- **Fragmento proporcionado**
Pero lo que los patriotas cubanos no conocían aún era que ese programa
subvertía el orden que Washington había impuesto a las Américas, primero a
partir de tratados comerciales y de supuesta reciprocidad comercial (versiones
adelantadas de los actuales TLC), de los llamados tratados de asistencia
recíproca que enmascaraban las intervenciones militares, y luego, por medio del
sistema de control político organizado a través de las conferencias
panamericanas y, finalmente, a través de la Organización de Estados Americanos.
Al amanecer del 1 de enero de 1959, en Cuba celebrábamos sin saber que habíamos
sido condenados a morir desde mucho antes.
¿Por qué era malo emanciparse políticamente? ¿Por qué era indebido
emanciparse en lo cultural? ¿Por qué no se podía aspirar a la emancipación
económica y social?
¿Acaso no nos habían enseñado que no había un don mayor que la libertad?
¿Por qué la nuestra debía ser sesgada? ¿Por qué no podríamos elegir y construir
un modelo político propio, ni importado, ni impuesto? ¿Por qué no defender una
cultura nacional que fuera síntesis de lo mejor del mundo integrado al tronco
patrio, haciendo de lo vernáculo universal? ¿Por qué seguir encadenados a la
monoproducción y al monocultivo, a la monoindustria y, sobre todo, a que
nuestros capitales, nuestras finanzas y nuestras riquezas se esfumaran de
nuestros bancos para ir a parar a otros, extranjeros? A los cubanos, por lo
tanto, no nos bastaba con la redención, con izar y cantar sin mengua la bandera
y el himno. No, no eran suficientes un día de fiesta patria y 364 de tragedia.
Ya, en 1934, el sabio cubano y preceptor de muchos de los más grandes
líderes políticos de la primera mitad del siglo XX, Don Fernando Ortiz, hastiado
de la corruptela y desilusión de su tiempo, había demandado una Asamblea
constituyente que prescribiera la refundación de la nación mediante una
república unitaria y democrática, donde imperaran la igualdad, la dignidad y la
justicia para todos los seres humanos. Según Ortiz, en esa república la
propiedad dominante debía ser de bien público, y el Estado debía ser
representado no por partidos políticos electorales que en corto tiempo demostraron
su inviabilidad para Cuba, sino por un órgano electivo unicameral al que se
accediera por compromiso cívico y méritos de servicio al pueblo. En su idea,
ese órgano –Asamblea Nacional lo llamó- propiciaría una legitimidad democrática
funcional, equilibrada, donde el poder público, constituido sobre una amplia
base consensual, tendría derechos pero, sobre todo, enormes responsabilidades.

Entradas de contornos de formas
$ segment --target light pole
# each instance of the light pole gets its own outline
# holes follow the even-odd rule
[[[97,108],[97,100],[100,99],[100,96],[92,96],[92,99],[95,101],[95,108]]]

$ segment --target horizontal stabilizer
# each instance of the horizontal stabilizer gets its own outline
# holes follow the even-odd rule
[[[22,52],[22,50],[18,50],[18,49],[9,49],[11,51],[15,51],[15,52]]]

- **Tarea a realizar**
Retoma el fragmento sobre la emancipación de Cuba y sigue escribiéndolo a partir de su última oración.

- **Respuesta del ejercicio**
Ortiz no era marxista, pero alimentó en sus mejores discípulos el
conocimiento, estudio, reflexión y debate sobre esas ideas. De ahí que cuando
el pensamiento socialista comienza a abrirse camino en Cuba, no lo hace desde la
academia o el dogma, sino desde la vida. Ello explica por qué aquellas ideas
que algunos se empeñan en hacer “orientales”, se imbrican con lo mejor de sus
similares occidentales –desde Robespierre hasta Marx-, contando entre ellas,
también, con las de José Martí y Antonio Maceo, y más tarde, con las de Fidel
Castro y el Che Guevara.
Así llegamos a nuestro tiempo y a la inclaudicable vocación de los
cubanos por mantener la independencia y emancipación conquistadas, que a eso es
lo que nombramos “nuestro socialismo”. Cualquier simplificación que nos tacha
de fundamentalistas, fanáticos y locos por persistir en ideas supuestamente
derrotadas, como no se cansan de proclamar los medios de comunicación
oligárquicos, ignora el duro aprendizaje cubano de Maceo, resumido en aquella
hombrada suya de 1878, en el sitio de Mangos de Baraguá, cuando en medio de un
alto al fuego, el general español Arsenio Martínez Campos le propone una paz a
medias, sin independencia, y Maceo le devuelve la oferta, que no acepta.
Baraguá es también, por lo tanto, la ruta de nuestra emancipación: la
conciencia de que en Cuba no tienen futuro los pactos con el enemigo, que no
incluyan independencia verdadera, libertad definitiva y emancipación radical.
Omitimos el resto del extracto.